**Document segment**
++++++++++++++++++++
6. Remember that there is no long-term commitment
As the client, you are able to decide how long to stay in therapy, and whether to stay with your current counsellor, or leave. Your counsellor should respect your decision to leave (or not continue beyond a first session), if that is what feels right for you.
7. Set goals
When I start with a new client, one of the questions we discuss is, “How will we know when the work is done?” Goals can be fluid – and may change over time, you may achieve one goal and then replace it with another, but having a focus on what you want to achieve in therapy, and an idea of how you’ll know when you’re there, can not only help to keep your sessions focussed, it means you’ll know when you’re ready to finish. Not setting goals can leave the process ambiguous, and can mean that you stay in therapy for the sake of it, rather than having a clear purpose.
8. Reflect on how you feel after your sessions
What is your mood like? How do you feel over the next few days? What are your thoughts and behaviours like? It’s not unusual to experience some low mood when you first start therapy – starting to process can mean speaking about issues you’ve never touched on before.
It can be useful to bring your observations about how you’re feeling after your sessions to your counsellor – this gives you the opportunity to process the experience, and also to explore with your counsellor how to pace future sessions. It might be, that you need to balance the heavy content or ease into the depth of exploration to make the process more manageable, and less overwhelming.
++++++++++++++++++++
**Source data**
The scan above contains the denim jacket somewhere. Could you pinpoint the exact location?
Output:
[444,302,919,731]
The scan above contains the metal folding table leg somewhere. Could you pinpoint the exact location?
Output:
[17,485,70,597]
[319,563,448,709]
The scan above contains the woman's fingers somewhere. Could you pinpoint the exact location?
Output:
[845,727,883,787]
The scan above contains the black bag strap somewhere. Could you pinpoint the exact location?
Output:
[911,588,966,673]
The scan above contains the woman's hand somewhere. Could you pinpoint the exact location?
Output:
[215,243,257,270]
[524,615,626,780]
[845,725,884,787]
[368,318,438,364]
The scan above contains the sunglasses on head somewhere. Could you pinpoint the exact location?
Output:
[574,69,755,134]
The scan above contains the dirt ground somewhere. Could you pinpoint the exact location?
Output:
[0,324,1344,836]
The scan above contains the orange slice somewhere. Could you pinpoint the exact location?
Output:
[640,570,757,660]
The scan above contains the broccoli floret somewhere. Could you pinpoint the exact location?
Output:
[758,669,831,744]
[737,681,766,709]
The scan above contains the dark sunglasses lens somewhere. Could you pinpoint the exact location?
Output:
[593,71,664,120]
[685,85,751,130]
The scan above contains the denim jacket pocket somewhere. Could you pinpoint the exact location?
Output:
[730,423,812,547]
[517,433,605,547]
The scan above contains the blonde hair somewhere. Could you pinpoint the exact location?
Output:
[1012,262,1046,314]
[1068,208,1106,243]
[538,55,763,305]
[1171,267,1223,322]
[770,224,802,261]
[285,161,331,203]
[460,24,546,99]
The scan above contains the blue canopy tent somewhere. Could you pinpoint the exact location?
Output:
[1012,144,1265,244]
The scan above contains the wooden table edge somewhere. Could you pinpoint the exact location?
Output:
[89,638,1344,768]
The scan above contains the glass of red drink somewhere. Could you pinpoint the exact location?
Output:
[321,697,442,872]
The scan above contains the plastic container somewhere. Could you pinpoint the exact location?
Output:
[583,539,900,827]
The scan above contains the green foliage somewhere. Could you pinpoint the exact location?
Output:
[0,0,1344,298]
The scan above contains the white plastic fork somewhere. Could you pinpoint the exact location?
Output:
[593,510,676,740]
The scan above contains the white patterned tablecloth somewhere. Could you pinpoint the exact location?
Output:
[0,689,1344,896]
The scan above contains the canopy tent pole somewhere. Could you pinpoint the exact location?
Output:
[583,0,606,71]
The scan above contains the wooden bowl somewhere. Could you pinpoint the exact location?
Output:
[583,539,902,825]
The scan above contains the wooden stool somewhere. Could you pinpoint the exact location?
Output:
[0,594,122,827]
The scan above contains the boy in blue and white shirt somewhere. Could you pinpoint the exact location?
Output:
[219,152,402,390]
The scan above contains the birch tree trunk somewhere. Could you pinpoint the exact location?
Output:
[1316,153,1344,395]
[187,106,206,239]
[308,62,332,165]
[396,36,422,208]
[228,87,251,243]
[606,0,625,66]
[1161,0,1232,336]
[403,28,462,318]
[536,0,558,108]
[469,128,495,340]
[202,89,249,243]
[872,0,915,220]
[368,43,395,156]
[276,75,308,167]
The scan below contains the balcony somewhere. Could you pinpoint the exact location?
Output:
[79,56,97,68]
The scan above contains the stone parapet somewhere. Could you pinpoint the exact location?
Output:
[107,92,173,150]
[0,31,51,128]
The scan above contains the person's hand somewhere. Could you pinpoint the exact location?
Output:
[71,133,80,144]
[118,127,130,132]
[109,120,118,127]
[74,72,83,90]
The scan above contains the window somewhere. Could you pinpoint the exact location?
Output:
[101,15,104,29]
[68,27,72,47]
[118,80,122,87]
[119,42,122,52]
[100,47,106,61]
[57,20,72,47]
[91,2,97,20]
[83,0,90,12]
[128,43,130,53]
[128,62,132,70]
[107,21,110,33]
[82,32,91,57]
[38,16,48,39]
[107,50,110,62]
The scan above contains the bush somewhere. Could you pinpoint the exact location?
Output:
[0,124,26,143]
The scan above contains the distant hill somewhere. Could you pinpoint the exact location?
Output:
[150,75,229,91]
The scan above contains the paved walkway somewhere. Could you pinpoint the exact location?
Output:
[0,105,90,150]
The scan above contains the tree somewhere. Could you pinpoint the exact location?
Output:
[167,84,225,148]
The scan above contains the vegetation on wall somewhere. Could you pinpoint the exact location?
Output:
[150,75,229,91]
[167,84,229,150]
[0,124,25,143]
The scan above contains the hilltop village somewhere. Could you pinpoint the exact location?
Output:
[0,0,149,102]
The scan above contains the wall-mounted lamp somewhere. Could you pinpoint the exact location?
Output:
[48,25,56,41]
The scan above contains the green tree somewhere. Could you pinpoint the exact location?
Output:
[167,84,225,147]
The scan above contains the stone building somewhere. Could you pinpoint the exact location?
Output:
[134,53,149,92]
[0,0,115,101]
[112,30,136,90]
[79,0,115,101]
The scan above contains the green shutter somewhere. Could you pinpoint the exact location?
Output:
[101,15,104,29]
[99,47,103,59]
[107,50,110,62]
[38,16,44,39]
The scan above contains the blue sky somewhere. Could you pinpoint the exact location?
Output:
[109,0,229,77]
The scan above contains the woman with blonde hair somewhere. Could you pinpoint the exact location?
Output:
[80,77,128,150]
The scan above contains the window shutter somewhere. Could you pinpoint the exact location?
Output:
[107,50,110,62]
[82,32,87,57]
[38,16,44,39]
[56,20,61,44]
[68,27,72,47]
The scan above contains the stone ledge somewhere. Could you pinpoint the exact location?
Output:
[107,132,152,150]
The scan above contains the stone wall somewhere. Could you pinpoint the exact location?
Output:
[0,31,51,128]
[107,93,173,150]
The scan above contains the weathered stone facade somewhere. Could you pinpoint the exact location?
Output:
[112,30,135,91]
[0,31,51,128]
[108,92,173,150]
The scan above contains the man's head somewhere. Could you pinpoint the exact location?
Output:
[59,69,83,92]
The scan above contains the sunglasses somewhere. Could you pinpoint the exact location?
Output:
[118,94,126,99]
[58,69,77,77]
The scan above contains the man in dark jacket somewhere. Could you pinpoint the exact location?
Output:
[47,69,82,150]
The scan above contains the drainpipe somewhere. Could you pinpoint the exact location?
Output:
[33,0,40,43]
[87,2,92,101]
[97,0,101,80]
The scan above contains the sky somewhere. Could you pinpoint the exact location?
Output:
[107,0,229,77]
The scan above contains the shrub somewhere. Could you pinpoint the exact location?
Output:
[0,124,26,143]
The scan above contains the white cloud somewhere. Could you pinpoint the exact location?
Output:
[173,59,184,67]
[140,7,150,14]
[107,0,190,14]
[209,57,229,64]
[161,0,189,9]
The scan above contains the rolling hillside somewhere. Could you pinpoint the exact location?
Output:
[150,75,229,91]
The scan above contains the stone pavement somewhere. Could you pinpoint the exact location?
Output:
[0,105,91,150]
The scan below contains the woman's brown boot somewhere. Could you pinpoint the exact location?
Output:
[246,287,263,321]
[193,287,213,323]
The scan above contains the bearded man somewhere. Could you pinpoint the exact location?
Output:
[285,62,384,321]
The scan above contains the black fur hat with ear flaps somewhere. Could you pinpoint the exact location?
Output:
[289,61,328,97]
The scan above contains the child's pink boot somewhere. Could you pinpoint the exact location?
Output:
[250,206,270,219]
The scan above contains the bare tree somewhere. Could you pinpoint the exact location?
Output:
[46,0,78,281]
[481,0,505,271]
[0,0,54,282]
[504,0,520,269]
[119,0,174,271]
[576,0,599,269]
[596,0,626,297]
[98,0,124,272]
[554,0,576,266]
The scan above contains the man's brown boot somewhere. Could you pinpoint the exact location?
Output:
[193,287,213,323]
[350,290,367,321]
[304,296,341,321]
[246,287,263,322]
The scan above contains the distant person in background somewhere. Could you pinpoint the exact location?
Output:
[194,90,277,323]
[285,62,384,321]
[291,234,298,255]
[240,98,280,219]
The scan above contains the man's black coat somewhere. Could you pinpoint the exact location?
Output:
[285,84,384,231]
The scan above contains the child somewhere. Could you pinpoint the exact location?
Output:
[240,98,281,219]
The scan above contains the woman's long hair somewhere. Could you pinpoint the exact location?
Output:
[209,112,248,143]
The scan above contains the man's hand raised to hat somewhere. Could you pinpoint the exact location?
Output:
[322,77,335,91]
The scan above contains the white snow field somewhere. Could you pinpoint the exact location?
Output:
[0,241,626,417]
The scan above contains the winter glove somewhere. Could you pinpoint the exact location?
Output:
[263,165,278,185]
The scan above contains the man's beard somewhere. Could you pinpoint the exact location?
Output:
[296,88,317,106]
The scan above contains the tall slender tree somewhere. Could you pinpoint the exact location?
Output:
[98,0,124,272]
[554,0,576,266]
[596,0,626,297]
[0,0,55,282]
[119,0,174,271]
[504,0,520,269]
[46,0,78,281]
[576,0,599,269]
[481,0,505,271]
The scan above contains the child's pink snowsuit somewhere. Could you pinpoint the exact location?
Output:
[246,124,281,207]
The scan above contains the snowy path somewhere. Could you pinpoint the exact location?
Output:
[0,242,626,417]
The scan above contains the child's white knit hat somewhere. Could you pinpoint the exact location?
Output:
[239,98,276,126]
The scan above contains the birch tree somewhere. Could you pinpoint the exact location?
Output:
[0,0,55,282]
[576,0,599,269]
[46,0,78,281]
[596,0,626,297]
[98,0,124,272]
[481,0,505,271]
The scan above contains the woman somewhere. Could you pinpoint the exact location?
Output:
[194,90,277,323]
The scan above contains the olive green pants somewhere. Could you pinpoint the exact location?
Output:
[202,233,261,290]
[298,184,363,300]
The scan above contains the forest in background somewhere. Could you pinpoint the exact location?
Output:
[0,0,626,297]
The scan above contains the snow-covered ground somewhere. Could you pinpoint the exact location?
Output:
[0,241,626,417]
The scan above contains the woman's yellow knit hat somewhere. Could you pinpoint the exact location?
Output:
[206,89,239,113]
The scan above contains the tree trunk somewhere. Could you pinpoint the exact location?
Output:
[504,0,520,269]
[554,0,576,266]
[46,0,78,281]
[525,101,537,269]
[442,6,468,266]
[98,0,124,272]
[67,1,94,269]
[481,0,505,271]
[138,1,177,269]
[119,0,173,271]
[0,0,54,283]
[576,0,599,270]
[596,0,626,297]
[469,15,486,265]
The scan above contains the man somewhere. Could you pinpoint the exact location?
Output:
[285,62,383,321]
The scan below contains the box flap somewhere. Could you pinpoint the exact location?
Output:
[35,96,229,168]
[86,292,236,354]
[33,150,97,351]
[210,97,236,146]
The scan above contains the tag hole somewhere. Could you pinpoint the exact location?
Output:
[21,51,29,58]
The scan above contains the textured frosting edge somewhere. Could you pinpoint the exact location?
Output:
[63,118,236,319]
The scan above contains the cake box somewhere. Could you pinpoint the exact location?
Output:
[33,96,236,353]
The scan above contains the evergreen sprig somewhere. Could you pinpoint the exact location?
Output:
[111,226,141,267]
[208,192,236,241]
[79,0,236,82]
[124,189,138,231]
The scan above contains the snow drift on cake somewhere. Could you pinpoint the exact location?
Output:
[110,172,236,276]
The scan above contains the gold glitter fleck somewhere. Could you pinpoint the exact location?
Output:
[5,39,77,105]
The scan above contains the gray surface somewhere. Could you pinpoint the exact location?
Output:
++++++++++++++++++++
**Apply what you read**
• 1. Reproduce the part of the counselling advice starting with "8. Reflect on" and going on through "touched on before.".
• 2. Pick up the counselling advice at the point where it stops and write what comes next.
The entries come from a separate source and are not part of the counselling advice.

**Outputs in order**
• 1.
8. Reflect on how you feel after your sessions
What is your mood like? How do you feel over the next few days? What are your thoughts and behaviours like? It’s not unusual to experience some low mood when you first start therapy – starting to process can mean speaking about issues you’ve never touched on before.

• 2.
9. Build in some buffer time
Make sure you have a little time after your sessions to ground yourself and re-acclimatise to everyday life before you need to get on with your day. It can be tempting to pop onto zoom for a counselling session at lunchtime and then dive straight back into work – this is easier said than done if you haven’t given yourself time to get back into the right head space. Sometimes even just a short walk, grabbing a coffee, or doing a transitional activity (not related to the session, or to your next responsibility) can be enough.
10. Bring your observations, thoughts and feelings about the therapy itself/the therapeutic relationship into your sessions
Very often, the thoughts, feelings and behaviours you experience in “the room” with your counsellor, can be a reflection of what’s going on for you outside of this space. Exploring this, within the safety of your counselling session can help you to learn more about yourself.
The relationship you form with your counsellor can also be one in which you develop yourself relationally. For example, if you have difficulty expressing your needs or preferences – or giving honest feedback to those around you, your counselling session can be a space in which you practice doing this.
This could take the form of telling your counsellor you disagree with something they’ve said, or that something they suggested wasn’t helpful for you; you can then take the opportunity to explore how it felt to give that feedback – were you worried about what their reaction might be? Did it feel liberating? Did you feel as though you were taking a risk? How did you feel afterwards?
11. Self-care, self-care, self-care!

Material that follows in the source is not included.